• [Source records]:
▬▬▬▬▬▬▬▬▬▬

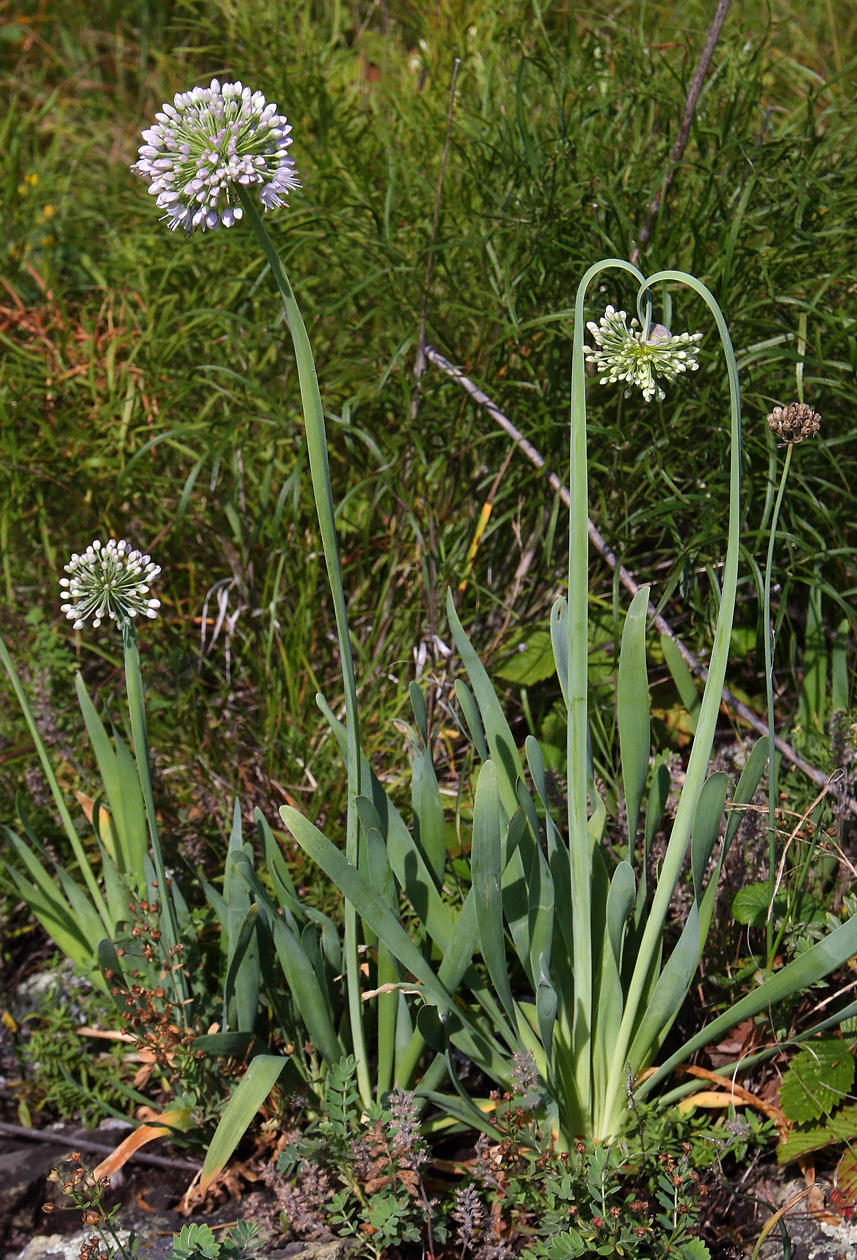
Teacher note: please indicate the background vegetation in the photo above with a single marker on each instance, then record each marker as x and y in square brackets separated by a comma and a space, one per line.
[148, 389]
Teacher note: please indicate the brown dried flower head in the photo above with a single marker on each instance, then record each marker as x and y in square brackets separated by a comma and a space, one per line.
[794, 423]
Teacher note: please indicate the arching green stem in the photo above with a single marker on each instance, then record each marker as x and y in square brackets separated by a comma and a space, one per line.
[580, 849]
[770, 639]
[706, 722]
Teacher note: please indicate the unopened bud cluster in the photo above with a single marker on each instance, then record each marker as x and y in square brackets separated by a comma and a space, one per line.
[109, 580]
[621, 353]
[794, 423]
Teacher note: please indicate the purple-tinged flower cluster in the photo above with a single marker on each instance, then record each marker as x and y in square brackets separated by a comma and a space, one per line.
[204, 145]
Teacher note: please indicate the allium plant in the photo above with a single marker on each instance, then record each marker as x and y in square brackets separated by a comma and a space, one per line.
[596, 998]
[109, 582]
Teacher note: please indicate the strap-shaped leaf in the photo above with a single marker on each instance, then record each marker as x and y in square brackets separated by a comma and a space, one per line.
[242, 982]
[298, 969]
[245, 973]
[56, 916]
[381, 878]
[620, 905]
[654, 813]
[122, 790]
[560, 640]
[795, 977]
[471, 718]
[408, 866]
[356, 887]
[661, 1009]
[557, 853]
[256, 1084]
[429, 819]
[485, 862]
[633, 708]
[402, 852]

▬▬▬▬▬▬▬▬▬▬

• [Work instructions]:
The result should be every line of the data, reproduced exactly, with the images removed.

• [Solution to this task]:
Teacher note: please indicate the background vegetation in the photo above with a single marker on each instance, then record each marker as x and y in square brackets separated by a comma and a space, one per line.
[148, 389]
Teacher note: please indicate the brown dried flower head in the photo above with a single marker on each instance, then record each marker as x and y in square brackets separated by a comma and a space, one per line.
[794, 423]
Teacher note: please indicate the arching green stem in the photo above with a single marker on each instance, then record each marker as x and y in square brackets separated by a comma and a space, one per line.
[580, 849]
[770, 639]
[706, 722]
Teacher note: please indicate the unopened bud cluster in the photo above with a single marker on each instance, then record each marker as x and y in square brackets separated by a comma and a space, one per line.
[109, 580]
[621, 353]
[794, 423]
Teacher note: please indicate the purple-tinged flower cluster in the photo above with a single marker on each instance, then record each marker as x and y in square brackets separated by a comma and a space, one per line.
[204, 145]
Teacher note: please indicate the allium plant in the photo above with a single marker on each instance, then record each marker as x and y in square brackets separated by a comma and a space, one per line.
[596, 998]
[109, 582]
Teacher note: please indicate the strap-shaped leaf in the photo above with a single marker on each instance, then record each marker as x and y in square brackets separated by a comma and a space, one per line.
[242, 982]
[298, 969]
[245, 973]
[56, 916]
[381, 878]
[620, 905]
[654, 813]
[122, 790]
[560, 640]
[795, 977]
[471, 718]
[408, 866]
[356, 887]
[661, 1009]
[557, 853]
[256, 1084]
[429, 819]
[485, 862]
[633, 708]
[402, 852]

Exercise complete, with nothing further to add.